-- Requirement --
Pictures stay out of the copy; set down each line of the listing below exactly.

★ ★ ★ ★ ★ ★ ★

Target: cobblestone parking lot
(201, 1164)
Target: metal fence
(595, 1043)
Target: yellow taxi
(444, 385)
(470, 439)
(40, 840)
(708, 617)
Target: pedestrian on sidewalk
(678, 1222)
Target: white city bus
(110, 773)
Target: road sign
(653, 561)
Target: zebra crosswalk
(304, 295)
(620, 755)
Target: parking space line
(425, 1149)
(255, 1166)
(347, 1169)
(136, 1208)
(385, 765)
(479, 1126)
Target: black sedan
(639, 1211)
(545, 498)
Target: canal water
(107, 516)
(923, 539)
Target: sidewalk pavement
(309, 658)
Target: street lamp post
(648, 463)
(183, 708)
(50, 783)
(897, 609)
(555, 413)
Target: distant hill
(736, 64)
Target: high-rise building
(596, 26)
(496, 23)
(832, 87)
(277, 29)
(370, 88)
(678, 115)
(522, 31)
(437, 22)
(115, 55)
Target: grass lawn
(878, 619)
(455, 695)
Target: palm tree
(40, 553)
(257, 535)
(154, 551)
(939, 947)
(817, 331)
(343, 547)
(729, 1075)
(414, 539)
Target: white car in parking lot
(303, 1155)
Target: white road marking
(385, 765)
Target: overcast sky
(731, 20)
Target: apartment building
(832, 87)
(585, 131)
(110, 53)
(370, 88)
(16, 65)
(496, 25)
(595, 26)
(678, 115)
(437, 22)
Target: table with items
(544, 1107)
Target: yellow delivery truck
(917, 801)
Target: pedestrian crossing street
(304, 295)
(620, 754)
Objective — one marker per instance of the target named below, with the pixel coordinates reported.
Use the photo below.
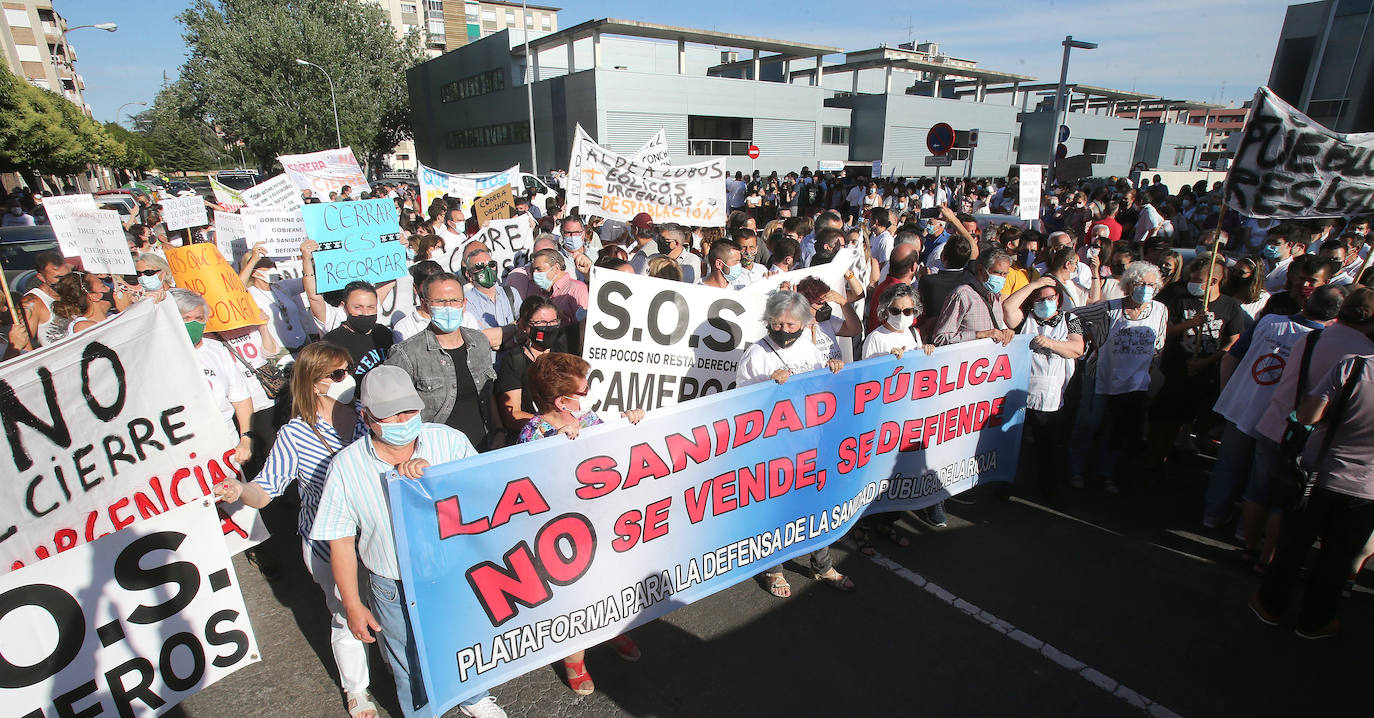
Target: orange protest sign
(202, 269)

★ ★ ★ ★ ★ ★ ★

-- Finished task --
Target: cobblestone parking lot
(201, 1164)
Target: metal fence
(595, 1043)
Target: yellow taxi
(444, 385)
(470, 439)
(40, 840)
(708, 617)
Target: pedestrian on sidewalk
(678, 1222)
Target: white city bus
(110, 773)
Target: road sign
(653, 561)
Target: zebra crosswalk
(304, 295)
(620, 755)
Target: parking space line
(425, 1149)
(255, 1166)
(347, 1169)
(136, 1208)
(385, 765)
(479, 1126)
Target: black sedan
(639, 1211)
(545, 498)
Target: canal water
(107, 516)
(923, 539)
Target: sidewalk pavement
(309, 658)
Target: street lamp post
(648, 463)
(183, 708)
(50, 783)
(897, 609)
(555, 413)
Target: distant hill
(736, 64)
Target: high-rise building
(596, 26)
(496, 23)
(832, 87)
(277, 29)
(370, 88)
(678, 115)
(522, 31)
(437, 22)
(115, 55)
Target: grass lawn
(878, 619)
(455, 695)
Target: palm tree
(40, 553)
(257, 535)
(154, 551)
(939, 947)
(817, 331)
(343, 547)
(729, 1075)
(414, 539)
Target: white car in parking lot
(303, 1155)
Target: white road marking
(385, 765)
Target: overcast sky
(731, 20)
Target: apartment building
(832, 87)
(585, 131)
(110, 53)
(370, 88)
(16, 65)
(496, 25)
(595, 26)
(678, 115)
(437, 22)
Target: table with items
(544, 1107)
Target: yellow delivery truck
(917, 801)
Target: pedestrian crossing street
(304, 295)
(620, 754)
Objective — one marker per instance of the target named below, with the pixel coordinates reported.
Use the photo below.
Target: orange protest sign
(202, 269)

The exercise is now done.